§ Tâche demandée 1
Recopiez la lettre de Catherine II de « Vous désirez, monsieur, un » à « pour le croire. » en remplaçant « lettre de change » par « traite ».
§ Tâche demandée 2
Répondez aux questions suivantes d'après la lettre de Catherine II.
(a) De quelle ville et à quelle date la lettre est-elle écrite ?
(b) Selon la lettre, à qui les Calas doivent-ils ce qu'ils ont reçu ?
(c) Pour qui le destinataire demande-t-il un secours modique ?

Correspondance de Voltaire/1766/Lettre 6393


6393. — DE CATHERINE II[1],
impératrice de russie.
Saint-Pétersbourg, 29 juin (9 juillet) 1766.

Monsieur, la lueur de l’étoile du Nord n’est qu’une aurore boréale ; ses bienfaits répandus à quelques centaines de lieues, dont il vous plaît de faire mention, ne m’appartiennent pas : les Calas doivent ce qu’ils ont reçu à leurs amis ; M. Diderot, la vente de sa bibliothèque aux siens, tout comme les Calas et les Sirven vous doivent tout. Ce n’est rien que de donner un peu à son prochain de ce dont on a un grand superflu ; mais c’est s’immortaliser que d’être l’avocat du genre humain, le défenseur de l’innocence opprimée. Ces deux causes vous attirent la vénération due à de tels miracles. Vous y avez combattu les ennemis réunis des hommes : la superstition, le fanatisme, l’ignorance, la chicane, les mauvais juges, et la partie du pouvoir qui repose entre les mains des uns et des autres. Il faut bien des vertus et des qualités pour surmonter ces obstacles. Vous avez montré que vous les possédez : vous avez vaincu.

Vous désirez, monsieur, un secours modique pour les Sirven : le puis-je refuser ? me louerez-vous de cette action ? y a-t-il de quoi ? En partant de là, je vous avoue que j’aimerais mieux qu’on ignorât ma lettre de change. Si cependant vous pensez que mon nom, tout peu harmonieux qu’il est, fera du bien à ces victimes de l’esprit de persécution, je m’en remets à votre prévoyance, et vous me nommerez, pourvu seulement que cela même ne leur nuise pas. J’ai mes raisons pour le croire.

§ Données fournies
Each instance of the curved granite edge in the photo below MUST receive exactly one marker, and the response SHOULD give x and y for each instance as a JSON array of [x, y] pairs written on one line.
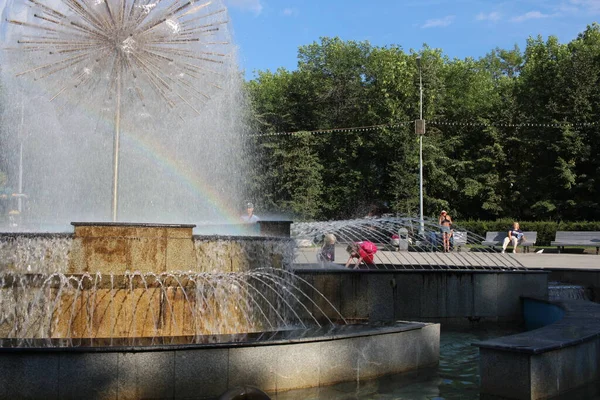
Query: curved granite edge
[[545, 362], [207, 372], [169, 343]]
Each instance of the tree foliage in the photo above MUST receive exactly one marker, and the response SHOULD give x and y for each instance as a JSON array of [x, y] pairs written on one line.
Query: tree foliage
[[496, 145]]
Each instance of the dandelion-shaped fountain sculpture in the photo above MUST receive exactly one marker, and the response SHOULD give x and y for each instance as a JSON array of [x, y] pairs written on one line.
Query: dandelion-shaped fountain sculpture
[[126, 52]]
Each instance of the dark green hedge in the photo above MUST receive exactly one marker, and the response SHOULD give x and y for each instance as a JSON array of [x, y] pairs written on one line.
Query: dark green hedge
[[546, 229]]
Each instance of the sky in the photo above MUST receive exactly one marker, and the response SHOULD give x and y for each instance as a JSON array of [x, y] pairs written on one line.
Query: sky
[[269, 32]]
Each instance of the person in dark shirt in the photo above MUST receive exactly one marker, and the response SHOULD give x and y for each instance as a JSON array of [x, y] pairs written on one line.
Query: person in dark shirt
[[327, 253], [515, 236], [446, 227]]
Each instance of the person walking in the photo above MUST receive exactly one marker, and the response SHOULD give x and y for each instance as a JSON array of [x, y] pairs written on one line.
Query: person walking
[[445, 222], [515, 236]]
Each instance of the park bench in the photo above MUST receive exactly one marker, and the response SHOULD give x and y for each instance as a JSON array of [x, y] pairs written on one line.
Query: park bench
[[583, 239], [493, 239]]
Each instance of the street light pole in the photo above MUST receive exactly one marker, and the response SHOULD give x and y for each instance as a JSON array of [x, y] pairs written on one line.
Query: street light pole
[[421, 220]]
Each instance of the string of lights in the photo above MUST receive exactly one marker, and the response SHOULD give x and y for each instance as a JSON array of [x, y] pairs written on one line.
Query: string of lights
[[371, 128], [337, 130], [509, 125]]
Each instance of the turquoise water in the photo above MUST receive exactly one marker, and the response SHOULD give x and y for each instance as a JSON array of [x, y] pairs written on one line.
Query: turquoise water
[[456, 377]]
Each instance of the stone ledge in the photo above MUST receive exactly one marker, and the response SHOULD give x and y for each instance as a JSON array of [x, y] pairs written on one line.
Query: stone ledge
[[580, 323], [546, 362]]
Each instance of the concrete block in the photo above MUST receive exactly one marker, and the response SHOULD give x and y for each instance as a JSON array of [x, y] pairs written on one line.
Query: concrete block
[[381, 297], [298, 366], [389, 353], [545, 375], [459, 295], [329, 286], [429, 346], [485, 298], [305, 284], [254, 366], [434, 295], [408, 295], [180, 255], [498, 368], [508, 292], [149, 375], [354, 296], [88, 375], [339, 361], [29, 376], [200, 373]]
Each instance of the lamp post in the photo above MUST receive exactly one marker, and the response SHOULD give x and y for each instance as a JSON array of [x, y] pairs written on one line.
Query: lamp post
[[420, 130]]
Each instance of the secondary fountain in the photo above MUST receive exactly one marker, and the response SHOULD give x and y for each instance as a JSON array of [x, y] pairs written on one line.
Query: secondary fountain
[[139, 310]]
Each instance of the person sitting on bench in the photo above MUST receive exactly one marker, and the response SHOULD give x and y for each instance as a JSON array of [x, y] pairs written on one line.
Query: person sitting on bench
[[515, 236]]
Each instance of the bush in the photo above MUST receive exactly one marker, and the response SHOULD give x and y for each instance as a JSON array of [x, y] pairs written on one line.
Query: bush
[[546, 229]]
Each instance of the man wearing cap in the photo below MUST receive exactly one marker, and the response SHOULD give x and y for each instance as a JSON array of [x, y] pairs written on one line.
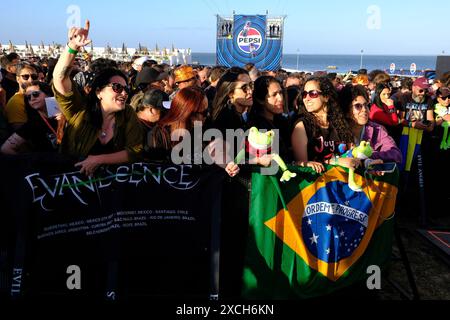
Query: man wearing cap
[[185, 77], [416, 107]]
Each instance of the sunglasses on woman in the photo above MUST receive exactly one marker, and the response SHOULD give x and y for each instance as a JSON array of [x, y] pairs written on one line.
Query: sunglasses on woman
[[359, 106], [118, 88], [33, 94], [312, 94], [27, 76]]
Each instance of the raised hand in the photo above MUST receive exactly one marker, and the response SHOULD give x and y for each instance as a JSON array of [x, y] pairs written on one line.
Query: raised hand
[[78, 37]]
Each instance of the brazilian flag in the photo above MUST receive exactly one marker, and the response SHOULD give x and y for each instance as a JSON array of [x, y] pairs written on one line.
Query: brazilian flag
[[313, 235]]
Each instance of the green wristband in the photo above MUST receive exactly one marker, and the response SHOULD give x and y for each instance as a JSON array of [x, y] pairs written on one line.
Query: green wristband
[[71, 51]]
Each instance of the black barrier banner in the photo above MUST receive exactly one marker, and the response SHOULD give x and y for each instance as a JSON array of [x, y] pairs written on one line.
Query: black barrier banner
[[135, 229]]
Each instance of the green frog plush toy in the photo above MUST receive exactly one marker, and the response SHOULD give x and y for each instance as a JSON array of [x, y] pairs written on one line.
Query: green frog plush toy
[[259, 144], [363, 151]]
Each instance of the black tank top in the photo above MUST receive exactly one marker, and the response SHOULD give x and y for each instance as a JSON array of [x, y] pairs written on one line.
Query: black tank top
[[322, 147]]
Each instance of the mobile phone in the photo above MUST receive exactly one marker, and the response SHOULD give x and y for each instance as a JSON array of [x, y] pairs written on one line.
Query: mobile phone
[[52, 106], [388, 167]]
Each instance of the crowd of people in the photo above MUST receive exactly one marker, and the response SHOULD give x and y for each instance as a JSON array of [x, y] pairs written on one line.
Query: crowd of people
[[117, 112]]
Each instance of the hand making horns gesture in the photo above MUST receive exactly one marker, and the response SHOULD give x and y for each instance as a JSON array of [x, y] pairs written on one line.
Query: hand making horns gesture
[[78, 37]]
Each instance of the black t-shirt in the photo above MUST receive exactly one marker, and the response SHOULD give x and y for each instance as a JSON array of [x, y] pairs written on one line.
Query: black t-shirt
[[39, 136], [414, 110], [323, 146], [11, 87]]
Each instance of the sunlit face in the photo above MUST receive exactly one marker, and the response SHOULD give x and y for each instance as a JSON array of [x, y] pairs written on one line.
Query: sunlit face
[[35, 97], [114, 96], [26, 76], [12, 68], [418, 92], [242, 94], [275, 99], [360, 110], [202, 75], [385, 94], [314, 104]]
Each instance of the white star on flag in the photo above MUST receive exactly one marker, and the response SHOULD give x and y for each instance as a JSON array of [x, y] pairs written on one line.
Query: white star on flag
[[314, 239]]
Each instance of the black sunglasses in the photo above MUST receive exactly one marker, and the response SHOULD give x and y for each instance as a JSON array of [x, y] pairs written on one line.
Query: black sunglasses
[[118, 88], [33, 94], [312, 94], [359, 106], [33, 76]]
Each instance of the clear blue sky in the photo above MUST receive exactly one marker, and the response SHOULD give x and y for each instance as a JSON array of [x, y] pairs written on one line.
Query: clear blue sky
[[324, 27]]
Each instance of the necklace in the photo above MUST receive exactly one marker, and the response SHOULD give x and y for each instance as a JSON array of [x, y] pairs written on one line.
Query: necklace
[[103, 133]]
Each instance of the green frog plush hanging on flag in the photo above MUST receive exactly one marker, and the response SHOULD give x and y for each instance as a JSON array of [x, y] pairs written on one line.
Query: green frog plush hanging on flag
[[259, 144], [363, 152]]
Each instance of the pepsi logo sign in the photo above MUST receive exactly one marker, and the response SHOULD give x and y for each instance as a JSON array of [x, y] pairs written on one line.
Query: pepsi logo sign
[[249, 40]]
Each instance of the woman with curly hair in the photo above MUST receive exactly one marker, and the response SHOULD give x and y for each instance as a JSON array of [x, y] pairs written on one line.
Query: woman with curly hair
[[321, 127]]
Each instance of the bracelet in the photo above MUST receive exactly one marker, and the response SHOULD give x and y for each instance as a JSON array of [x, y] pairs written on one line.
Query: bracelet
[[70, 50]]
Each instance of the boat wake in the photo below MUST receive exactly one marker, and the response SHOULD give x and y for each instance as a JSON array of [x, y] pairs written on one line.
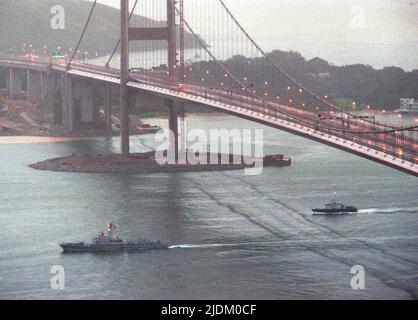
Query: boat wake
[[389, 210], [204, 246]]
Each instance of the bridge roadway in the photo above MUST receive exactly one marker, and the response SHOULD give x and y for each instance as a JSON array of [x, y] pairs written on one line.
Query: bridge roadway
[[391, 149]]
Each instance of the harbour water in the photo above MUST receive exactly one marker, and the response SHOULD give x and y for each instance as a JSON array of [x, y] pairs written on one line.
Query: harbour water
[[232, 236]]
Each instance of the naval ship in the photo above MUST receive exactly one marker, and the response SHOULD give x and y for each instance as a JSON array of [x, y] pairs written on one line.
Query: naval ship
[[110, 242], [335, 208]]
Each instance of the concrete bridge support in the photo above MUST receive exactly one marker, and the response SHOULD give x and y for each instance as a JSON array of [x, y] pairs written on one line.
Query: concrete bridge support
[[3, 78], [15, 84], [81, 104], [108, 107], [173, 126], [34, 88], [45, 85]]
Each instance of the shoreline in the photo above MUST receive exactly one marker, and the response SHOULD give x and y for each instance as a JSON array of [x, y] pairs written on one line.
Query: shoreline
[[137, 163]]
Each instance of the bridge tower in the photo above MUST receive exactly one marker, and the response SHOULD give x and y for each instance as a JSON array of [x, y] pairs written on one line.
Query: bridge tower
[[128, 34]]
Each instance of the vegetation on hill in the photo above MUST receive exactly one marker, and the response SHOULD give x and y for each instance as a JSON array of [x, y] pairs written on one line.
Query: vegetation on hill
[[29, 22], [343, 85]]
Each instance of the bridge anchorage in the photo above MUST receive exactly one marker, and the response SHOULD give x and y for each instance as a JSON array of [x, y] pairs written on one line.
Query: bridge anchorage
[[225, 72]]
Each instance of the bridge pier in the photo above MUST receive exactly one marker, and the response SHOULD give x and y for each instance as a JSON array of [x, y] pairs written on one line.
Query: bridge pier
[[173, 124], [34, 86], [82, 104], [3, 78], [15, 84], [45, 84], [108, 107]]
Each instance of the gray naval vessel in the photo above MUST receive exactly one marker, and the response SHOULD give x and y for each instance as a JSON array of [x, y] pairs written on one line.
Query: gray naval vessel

§ Résultat 1
Vous désirez, monsieur, un secours modique pour les Sirven : le puis-je refuser ? me louerez-vous de cette action ? y a-t-il de quoi ? En partant de là, je vous avoue que j’aimerais mieux qu’on ignorât ma traite. Si cependant vous pensez que mon nom, tout peu harmonieux qu’il est, fera du bien à ces victimes de l’esprit de persécution, je m’en remets à votre prévoyance, et vous me nommerez, pourvu seulement que cela même ne leur nuise pas. J’ai mes raisons pour le croire.

§ Résultat 2
(a) De Saint-Pétersbourg, le 29 juin (9 juillet) 1766.
(b) À leurs amis.
(c) Pour les Sirven.